Exercise objective: Copy the records below exactly as they appear.

Dataset records:
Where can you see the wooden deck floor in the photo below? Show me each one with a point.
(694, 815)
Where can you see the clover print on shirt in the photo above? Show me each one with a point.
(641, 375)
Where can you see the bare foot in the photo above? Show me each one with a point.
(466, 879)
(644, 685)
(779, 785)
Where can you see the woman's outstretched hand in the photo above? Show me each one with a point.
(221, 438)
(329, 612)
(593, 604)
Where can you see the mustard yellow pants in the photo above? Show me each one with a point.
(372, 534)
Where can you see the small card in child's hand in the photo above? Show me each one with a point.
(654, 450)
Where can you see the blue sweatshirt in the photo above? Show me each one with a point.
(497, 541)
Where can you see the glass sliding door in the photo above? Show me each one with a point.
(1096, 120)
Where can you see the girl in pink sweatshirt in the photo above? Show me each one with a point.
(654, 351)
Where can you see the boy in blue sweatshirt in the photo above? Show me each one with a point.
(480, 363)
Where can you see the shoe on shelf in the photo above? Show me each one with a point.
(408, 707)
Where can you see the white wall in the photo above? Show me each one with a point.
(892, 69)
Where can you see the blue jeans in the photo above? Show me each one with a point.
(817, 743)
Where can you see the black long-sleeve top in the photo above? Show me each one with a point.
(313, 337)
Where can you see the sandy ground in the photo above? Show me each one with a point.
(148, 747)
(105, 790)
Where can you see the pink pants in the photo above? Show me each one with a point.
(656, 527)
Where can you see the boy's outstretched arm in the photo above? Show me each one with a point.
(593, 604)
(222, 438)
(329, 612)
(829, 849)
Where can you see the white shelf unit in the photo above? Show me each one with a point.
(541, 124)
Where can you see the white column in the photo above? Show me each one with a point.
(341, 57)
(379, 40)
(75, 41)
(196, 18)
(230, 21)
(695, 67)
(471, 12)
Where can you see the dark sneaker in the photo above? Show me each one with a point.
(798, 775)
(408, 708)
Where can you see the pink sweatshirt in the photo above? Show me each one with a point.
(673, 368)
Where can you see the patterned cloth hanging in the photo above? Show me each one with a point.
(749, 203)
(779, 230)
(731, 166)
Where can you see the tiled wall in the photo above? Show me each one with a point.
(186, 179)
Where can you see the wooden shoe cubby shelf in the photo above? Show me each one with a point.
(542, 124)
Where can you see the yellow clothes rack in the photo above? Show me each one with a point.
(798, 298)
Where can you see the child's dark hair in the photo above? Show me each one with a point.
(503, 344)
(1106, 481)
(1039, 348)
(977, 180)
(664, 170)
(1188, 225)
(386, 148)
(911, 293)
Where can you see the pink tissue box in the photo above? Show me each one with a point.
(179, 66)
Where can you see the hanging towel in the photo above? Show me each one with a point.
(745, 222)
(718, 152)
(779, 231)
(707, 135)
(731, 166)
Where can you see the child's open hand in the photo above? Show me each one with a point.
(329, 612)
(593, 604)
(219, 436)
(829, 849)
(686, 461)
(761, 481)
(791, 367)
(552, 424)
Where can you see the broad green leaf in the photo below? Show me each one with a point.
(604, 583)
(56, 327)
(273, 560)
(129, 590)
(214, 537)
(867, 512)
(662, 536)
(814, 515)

Written reply:
Where can you see the wooden deck floor in the photo below? Show me each one with a point.
(694, 815)
Where can you see the clover print on shirt in the photo above? Show me each one with a point.
(641, 375)
Where can you see the bare foot in the photo above? Show me each one with a point.
(466, 879)
(644, 685)
(779, 785)
Where can you see the woman's outstretched hand in the photo above? Show me each one with a point.
(221, 438)
(329, 612)
(593, 604)
Where can you see the mustard yellow pants in the photo above? Show me each one with a point.
(372, 534)
Where can you see the small card in child's hand in the photo above? Show me each one with a point.
(654, 450)
Where can you see the blue sweatshirt in the photo above? Show me each one with a point.
(497, 541)
Where can you see the glass sliding door in the photo above? Show me each one with a point.
(1096, 120)
Where can you see the girl in pink sweatshirt in the photo above? Show me each one with a point.
(654, 351)
Where can you see the boy in blue sweatshirt in the photo above? Show me each one with a point.
(480, 363)
Where can you see the shoe on shelf in the photo above? Show me each one with a point.
(408, 707)
Where can you see the white wall in the photo above? Show me each one with a point.
(892, 69)
Where can you see the blue jeans in the photo above? Show me each one with a point.
(817, 743)
Where can you see the black long-sleeve top in the photo above? Show me each one with a point.
(313, 337)
Where can you see the sandy ground in the photo above? Show me each one with a point.
(148, 747)
(105, 790)
Where can you see the pink pants in the photo above? Show me each one with a point.
(656, 527)
Where can you see the boy's outstretched arm in the photo above? Show me each one with a point.
(593, 604)
(222, 438)
(329, 612)
(829, 849)
Where can you see the white shelf unit in the photo above? Show me each one with a point.
(541, 124)
Where can you see the white column in the photo above? Show me each one with a point.
(341, 57)
(379, 40)
(75, 41)
(196, 18)
(230, 21)
(695, 67)
(471, 12)
Where can you see the dark sneaker in the photo above? Show me each one with a point.
(798, 775)
(408, 708)
Where can you see the pink sweatshirt in the photo above? Show me each one with a point.
(673, 368)
Where can you see the patterned cloth hanging in the photo above? Show me each one with a point.
(749, 203)
(779, 230)
(731, 166)
Where can you see the tiled wall in the photo above? Show me each one with a point.
(186, 179)
Where can you see the wooden shoe cubby shelf in the photo above? Show me each one with a point.
(542, 124)
Where can you see the yellow clothes rack in the photo above? Show me each one with a point.
(798, 298)
Where can you see the child's dark hair in the photo above? Show me each one with a point.
(503, 344)
(1106, 481)
(1039, 348)
(977, 180)
(664, 170)
(1188, 225)
(386, 148)
(911, 293)
Where can you see the pink tissue box in the photo above? Show me each one with a point.
(179, 66)
Where can you see the hanging towel in the photo above? Show me each one with a point.
(745, 222)
(718, 152)
(779, 231)
(707, 135)
(731, 166)
Where can you see the child's open hand in the photo above? Show me each one with a point.
(329, 612)
(593, 604)
(219, 436)
(829, 849)
(686, 461)
(761, 481)
(791, 367)
(552, 424)
Where can you see the broad green leaf in the photo below? Show me each one with a point.
(604, 583)
(56, 327)
(273, 560)
(129, 590)
(214, 537)
(867, 512)
(662, 536)
(814, 515)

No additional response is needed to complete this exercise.